Disrupting Fixity: A Path toward Regenerative Practice

Disrupting Fixity: A Path toward Regenerative Practice

Maybe it was the autumn foliage on the verge of turning along the riverbanks and edges of New Hampshire fields, themselves having turned into palettes of ochre and sepia from weeks of late-summer drought — perhaps it was the deepening topography as I drove further north — or likely also it was the late afternoon sun reflecting off the rippling surface of the Pemigewasset River, wider here north of Plymouth, as it makes its way from sources in the White Mountains miles to the north. Whatever the reason, the slightest seed of a Robert Frost poem, like a brilliant white tuft of milkweed on a gossamer wind, made its way into my consciousness. The one line ‘and we lose all manner of pace and fixity in our joys and acquire a listening air’, from his poem ‘The Sound of Trees’ started as a kernel and grew layer by layer to my remembering the whole of the poem by week’s end. 

Pemigewasset River at Livermore Falls

My talk at the Museum of the White Mountains, titled ‘Interwoven Ecologies: Movement and Regeneration in a More-than-Human World’ had Frost’s concept at its very heart — that at our core we are an ‘expression of forces’ of both human and more-than-human worlds, a recognition of a de-centering that can dramatically empower us to engage in the questions of relationality, agency, and more.

+--

▶ **The problem**: In the piece on disrupting fixity, what is the title of the Robert Frost poem that the line about losing "pace and fixity" comes from?

[Stored items]

+--

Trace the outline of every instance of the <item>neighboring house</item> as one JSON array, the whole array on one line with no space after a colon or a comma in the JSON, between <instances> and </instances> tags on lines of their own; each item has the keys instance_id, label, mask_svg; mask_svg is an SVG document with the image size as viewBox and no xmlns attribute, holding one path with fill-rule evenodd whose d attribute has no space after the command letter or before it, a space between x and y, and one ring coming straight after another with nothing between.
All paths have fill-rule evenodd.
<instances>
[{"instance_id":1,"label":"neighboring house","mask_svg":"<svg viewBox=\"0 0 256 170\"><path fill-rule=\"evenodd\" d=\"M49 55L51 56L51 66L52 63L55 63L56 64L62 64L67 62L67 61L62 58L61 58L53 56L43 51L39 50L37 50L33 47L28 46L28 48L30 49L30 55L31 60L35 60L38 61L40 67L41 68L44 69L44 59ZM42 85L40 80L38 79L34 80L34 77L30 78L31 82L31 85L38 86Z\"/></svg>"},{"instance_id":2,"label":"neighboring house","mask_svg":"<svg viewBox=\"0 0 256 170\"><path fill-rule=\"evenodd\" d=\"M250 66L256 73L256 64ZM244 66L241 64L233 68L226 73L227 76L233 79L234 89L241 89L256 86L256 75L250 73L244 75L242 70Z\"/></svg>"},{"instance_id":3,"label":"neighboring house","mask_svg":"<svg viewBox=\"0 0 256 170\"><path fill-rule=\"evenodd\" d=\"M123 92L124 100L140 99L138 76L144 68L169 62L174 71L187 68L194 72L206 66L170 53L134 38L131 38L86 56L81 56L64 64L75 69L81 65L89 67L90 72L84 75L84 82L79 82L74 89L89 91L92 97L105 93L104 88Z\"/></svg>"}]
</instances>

+--

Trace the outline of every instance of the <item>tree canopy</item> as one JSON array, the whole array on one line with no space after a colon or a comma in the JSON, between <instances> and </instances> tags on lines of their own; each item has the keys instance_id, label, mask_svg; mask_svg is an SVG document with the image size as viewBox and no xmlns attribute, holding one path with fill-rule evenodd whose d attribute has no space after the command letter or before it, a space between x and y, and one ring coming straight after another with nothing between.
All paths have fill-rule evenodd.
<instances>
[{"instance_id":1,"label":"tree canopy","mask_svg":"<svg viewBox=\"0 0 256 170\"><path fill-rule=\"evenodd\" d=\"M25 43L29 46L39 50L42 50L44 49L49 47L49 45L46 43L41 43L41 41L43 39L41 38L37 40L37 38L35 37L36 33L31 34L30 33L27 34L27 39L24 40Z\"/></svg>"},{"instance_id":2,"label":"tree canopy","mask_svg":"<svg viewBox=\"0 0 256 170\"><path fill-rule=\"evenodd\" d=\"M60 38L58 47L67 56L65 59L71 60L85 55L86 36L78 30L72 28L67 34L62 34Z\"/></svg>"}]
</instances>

+--

▶ **Exercise output**: "The Sound of Trees"